» **WHAT IS REQUIRED**:
Using the material below, work out how many lines contain the word "passenger". Reply with the number and nothing more.

» **PROVIDED DATA**:
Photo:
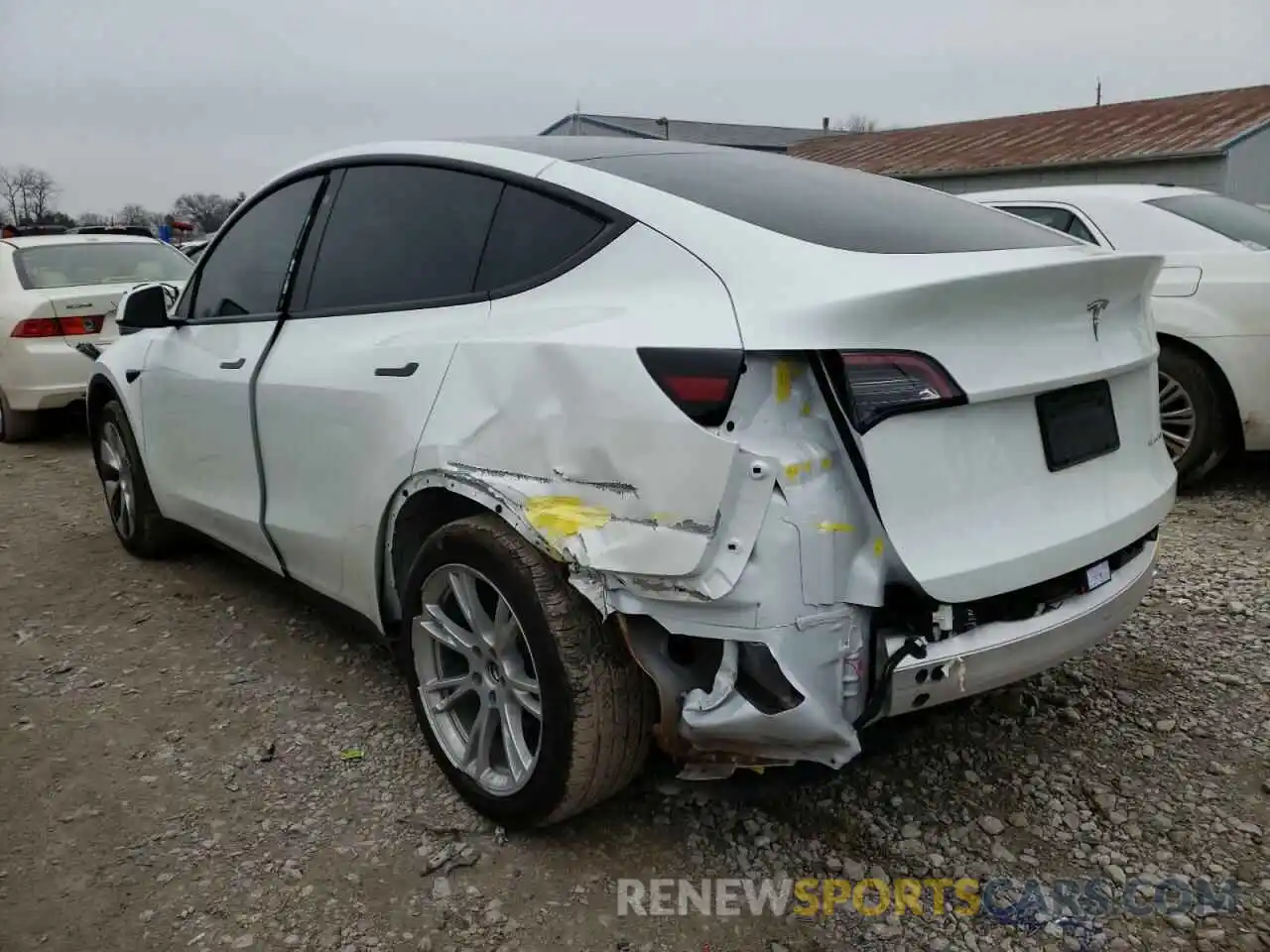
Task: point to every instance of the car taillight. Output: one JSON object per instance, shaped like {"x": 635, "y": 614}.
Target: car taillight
{"x": 880, "y": 384}
{"x": 58, "y": 326}
{"x": 699, "y": 382}
{"x": 37, "y": 327}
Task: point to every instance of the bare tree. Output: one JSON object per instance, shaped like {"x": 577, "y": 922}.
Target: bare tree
{"x": 856, "y": 123}
{"x": 136, "y": 214}
{"x": 10, "y": 193}
{"x": 28, "y": 193}
{"x": 208, "y": 211}
{"x": 40, "y": 191}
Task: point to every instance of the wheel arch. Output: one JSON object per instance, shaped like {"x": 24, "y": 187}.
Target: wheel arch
{"x": 100, "y": 391}
{"x": 420, "y": 507}
{"x": 1224, "y": 393}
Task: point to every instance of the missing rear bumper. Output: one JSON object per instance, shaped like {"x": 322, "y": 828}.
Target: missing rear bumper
{"x": 754, "y": 703}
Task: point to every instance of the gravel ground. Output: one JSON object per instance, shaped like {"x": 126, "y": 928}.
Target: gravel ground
{"x": 173, "y": 775}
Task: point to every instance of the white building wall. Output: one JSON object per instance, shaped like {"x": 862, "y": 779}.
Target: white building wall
{"x": 1248, "y": 169}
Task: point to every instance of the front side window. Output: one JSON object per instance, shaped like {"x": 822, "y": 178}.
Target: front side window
{"x": 98, "y": 263}
{"x": 532, "y": 235}
{"x": 826, "y": 204}
{"x": 246, "y": 271}
{"x": 1237, "y": 221}
{"x": 402, "y": 235}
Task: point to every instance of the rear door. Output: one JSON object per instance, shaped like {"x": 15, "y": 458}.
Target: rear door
{"x": 384, "y": 295}
{"x": 195, "y": 386}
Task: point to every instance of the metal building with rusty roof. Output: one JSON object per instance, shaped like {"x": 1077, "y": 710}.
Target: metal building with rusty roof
{"x": 1216, "y": 141}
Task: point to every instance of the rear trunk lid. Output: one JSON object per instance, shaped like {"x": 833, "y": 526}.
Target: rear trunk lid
{"x": 1047, "y": 457}
{"x": 86, "y": 313}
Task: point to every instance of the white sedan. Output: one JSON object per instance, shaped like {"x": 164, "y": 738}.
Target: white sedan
{"x": 56, "y": 294}
{"x": 1211, "y": 302}
{"x": 615, "y": 440}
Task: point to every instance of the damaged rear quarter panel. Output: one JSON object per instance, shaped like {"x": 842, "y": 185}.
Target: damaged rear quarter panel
{"x": 552, "y": 412}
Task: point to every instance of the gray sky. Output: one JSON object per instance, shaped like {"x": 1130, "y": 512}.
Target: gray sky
{"x": 139, "y": 100}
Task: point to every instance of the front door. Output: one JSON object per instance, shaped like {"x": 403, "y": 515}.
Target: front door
{"x": 197, "y": 384}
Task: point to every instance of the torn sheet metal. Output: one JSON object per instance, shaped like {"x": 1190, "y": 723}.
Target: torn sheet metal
{"x": 817, "y": 661}
{"x": 620, "y": 479}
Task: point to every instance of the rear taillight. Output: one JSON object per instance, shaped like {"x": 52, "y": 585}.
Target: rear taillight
{"x": 58, "y": 326}
{"x": 881, "y": 384}
{"x": 37, "y": 327}
{"x": 699, "y": 382}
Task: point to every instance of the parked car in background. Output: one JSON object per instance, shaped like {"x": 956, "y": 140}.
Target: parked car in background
{"x": 58, "y": 293}
{"x": 617, "y": 438}
{"x": 193, "y": 249}
{"x": 1211, "y": 302}
{"x": 137, "y": 230}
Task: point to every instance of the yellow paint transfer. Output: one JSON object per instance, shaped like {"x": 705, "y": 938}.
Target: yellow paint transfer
{"x": 564, "y": 516}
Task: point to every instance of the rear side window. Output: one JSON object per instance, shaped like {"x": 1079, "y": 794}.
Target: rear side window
{"x": 532, "y": 235}
{"x": 402, "y": 235}
{"x": 1057, "y": 218}
{"x": 1234, "y": 220}
{"x": 245, "y": 272}
{"x": 99, "y": 263}
{"x": 828, "y": 204}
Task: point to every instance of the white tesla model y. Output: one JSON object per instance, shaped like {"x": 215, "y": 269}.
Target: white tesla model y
{"x": 626, "y": 440}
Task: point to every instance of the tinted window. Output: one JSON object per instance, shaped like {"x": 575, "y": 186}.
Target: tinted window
{"x": 1078, "y": 229}
{"x": 1056, "y": 218}
{"x": 403, "y": 234}
{"x": 531, "y": 235}
{"x": 99, "y": 263}
{"x": 826, "y": 204}
{"x": 245, "y": 272}
{"x": 1234, "y": 220}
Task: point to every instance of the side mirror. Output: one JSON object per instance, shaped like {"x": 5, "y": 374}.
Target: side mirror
{"x": 141, "y": 308}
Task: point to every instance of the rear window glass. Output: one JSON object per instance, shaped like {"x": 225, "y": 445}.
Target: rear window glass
{"x": 99, "y": 263}
{"x": 1234, "y": 220}
{"x": 828, "y": 204}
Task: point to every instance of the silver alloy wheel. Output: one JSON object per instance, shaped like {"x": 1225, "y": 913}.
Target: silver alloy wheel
{"x": 1176, "y": 416}
{"x": 117, "y": 480}
{"x": 477, "y": 680}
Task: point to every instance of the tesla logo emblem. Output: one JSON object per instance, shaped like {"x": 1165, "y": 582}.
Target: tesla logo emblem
{"x": 1096, "y": 307}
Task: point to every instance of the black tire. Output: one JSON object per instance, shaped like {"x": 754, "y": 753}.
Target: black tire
{"x": 597, "y": 705}
{"x": 1209, "y": 444}
{"x": 17, "y": 425}
{"x": 146, "y": 534}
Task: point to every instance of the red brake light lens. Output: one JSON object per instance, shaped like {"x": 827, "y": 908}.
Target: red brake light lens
{"x": 880, "y": 384}
{"x": 37, "y": 327}
{"x": 699, "y": 382}
{"x": 58, "y": 326}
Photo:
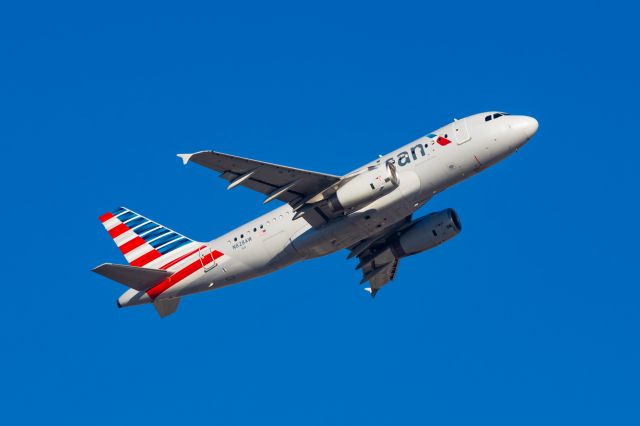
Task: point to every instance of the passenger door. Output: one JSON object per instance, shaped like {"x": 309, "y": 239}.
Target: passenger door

» **ANSWER SPACE**:
2